* [DIRECTIONS FOR THIS TASK]: Each entry must be reproduced precisely as it stands.

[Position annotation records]

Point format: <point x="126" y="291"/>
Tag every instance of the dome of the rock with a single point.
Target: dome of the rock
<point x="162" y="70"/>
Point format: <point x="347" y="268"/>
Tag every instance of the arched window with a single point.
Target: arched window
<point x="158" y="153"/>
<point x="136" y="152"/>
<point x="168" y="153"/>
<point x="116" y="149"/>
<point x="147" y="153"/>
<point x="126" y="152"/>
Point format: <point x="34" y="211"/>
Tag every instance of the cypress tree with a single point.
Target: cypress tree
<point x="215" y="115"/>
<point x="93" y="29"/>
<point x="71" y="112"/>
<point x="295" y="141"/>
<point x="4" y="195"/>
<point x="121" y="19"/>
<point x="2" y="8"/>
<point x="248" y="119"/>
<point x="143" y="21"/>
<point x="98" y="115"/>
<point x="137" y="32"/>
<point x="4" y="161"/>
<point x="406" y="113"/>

* [RESPONSE TO THE TASK]:
Point format: <point x="126" y="291"/>
Tag every instance of the dome of the rock with a single point.
Target: dome of the rock
<point x="162" y="70"/>
Point format: <point x="347" y="268"/>
Tag every instance of the arched window with a single point.
Target: arched window
<point x="158" y="153"/>
<point x="136" y="152"/>
<point x="168" y="153"/>
<point x="116" y="149"/>
<point x="147" y="153"/>
<point x="126" y="152"/>
Point format: <point x="34" y="211"/>
Tag every instance of the cypress tree with a single point.
Target: cypress tree
<point x="215" y="115"/>
<point x="93" y="29"/>
<point x="71" y="112"/>
<point x="295" y="141"/>
<point x="4" y="195"/>
<point x="121" y="19"/>
<point x="2" y="8"/>
<point x="248" y="119"/>
<point x="143" y="21"/>
<point x="98" y="115"/>
<point x="137" y="32"/>
<point x="4" y="161"/>
<point x="406" y="113"/>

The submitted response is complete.